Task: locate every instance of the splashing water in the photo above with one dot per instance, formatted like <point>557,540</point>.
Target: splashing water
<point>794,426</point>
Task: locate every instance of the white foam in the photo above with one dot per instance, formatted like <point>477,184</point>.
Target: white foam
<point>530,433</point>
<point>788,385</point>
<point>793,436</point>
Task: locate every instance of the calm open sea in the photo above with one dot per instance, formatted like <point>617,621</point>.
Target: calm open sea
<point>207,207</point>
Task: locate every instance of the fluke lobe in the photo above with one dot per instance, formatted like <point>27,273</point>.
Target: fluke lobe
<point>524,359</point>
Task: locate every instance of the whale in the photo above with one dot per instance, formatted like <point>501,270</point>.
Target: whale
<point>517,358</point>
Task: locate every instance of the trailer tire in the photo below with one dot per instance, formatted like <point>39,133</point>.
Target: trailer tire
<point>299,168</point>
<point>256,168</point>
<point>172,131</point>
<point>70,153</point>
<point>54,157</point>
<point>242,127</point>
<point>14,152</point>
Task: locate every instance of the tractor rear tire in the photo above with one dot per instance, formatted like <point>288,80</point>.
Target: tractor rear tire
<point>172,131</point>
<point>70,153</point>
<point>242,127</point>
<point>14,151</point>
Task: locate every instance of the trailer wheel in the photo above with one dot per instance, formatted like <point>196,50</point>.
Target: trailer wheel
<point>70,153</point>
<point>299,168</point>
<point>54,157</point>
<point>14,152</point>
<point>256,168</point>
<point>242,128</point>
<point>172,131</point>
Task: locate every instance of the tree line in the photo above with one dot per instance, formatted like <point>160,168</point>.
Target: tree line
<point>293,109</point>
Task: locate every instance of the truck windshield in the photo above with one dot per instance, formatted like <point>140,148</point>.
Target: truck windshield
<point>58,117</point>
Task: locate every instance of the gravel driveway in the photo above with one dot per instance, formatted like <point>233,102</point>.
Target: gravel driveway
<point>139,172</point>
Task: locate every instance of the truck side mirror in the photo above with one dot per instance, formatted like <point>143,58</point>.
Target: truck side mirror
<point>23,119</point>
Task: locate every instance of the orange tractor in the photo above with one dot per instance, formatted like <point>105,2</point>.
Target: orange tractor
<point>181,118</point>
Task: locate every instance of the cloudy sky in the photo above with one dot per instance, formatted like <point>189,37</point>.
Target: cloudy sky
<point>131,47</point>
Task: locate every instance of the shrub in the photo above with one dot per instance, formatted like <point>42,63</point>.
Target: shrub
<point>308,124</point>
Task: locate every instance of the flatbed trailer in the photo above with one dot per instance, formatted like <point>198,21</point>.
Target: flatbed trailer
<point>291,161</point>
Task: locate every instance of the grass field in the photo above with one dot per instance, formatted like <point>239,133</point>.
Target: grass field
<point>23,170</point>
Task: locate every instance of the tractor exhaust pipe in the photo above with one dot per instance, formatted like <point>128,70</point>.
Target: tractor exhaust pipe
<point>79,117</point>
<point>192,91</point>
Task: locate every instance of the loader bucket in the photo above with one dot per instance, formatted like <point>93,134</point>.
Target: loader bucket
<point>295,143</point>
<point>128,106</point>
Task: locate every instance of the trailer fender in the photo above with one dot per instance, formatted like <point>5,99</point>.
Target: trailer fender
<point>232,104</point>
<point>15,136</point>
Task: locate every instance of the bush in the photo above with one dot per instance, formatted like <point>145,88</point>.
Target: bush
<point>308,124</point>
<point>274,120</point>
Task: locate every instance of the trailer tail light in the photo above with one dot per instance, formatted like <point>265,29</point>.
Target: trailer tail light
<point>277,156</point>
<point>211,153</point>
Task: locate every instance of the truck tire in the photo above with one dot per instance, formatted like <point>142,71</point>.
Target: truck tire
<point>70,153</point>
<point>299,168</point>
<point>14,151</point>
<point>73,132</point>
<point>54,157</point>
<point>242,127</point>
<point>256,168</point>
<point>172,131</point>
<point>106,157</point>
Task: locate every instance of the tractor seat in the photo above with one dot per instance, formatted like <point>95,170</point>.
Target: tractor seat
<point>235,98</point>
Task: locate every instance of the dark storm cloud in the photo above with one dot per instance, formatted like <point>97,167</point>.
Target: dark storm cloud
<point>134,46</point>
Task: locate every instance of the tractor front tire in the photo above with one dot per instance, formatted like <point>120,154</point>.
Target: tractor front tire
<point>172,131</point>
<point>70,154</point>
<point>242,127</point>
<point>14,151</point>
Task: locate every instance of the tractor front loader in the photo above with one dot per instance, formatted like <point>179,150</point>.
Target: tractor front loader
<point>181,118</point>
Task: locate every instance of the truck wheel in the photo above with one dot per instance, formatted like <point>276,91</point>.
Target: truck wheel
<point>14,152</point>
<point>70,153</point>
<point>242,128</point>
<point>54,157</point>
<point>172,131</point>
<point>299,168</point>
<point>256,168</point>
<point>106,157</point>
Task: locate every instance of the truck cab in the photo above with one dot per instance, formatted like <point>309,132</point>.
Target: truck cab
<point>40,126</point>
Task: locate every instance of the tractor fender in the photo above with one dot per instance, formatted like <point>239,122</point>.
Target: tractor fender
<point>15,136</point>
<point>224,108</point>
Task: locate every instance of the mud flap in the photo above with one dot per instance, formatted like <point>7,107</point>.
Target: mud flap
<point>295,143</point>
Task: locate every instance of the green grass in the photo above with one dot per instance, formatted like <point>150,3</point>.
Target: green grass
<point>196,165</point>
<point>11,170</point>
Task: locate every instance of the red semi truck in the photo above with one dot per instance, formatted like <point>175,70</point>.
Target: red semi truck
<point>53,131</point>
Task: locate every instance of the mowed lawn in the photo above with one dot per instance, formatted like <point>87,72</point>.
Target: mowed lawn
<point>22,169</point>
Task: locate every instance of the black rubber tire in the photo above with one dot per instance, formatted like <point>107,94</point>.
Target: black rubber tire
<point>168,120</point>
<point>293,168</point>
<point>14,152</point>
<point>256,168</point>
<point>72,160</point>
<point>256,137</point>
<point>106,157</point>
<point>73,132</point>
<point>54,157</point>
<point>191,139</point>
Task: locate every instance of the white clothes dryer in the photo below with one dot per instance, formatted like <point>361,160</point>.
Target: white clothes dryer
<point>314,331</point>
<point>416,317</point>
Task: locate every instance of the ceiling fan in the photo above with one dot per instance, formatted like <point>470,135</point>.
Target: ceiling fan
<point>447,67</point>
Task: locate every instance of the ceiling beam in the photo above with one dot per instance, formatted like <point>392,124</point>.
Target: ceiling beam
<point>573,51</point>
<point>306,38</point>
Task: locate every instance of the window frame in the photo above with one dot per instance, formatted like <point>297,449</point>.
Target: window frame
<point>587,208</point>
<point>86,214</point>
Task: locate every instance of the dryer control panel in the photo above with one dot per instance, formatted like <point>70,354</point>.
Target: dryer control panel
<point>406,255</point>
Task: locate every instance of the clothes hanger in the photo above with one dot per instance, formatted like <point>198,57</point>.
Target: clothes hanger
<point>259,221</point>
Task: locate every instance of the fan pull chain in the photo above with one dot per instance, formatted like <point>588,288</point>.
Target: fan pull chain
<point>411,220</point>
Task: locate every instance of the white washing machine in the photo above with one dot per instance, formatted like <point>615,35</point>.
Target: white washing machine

^^^^

Your reply should be one number, namely how many lines of the material contain "washing".

2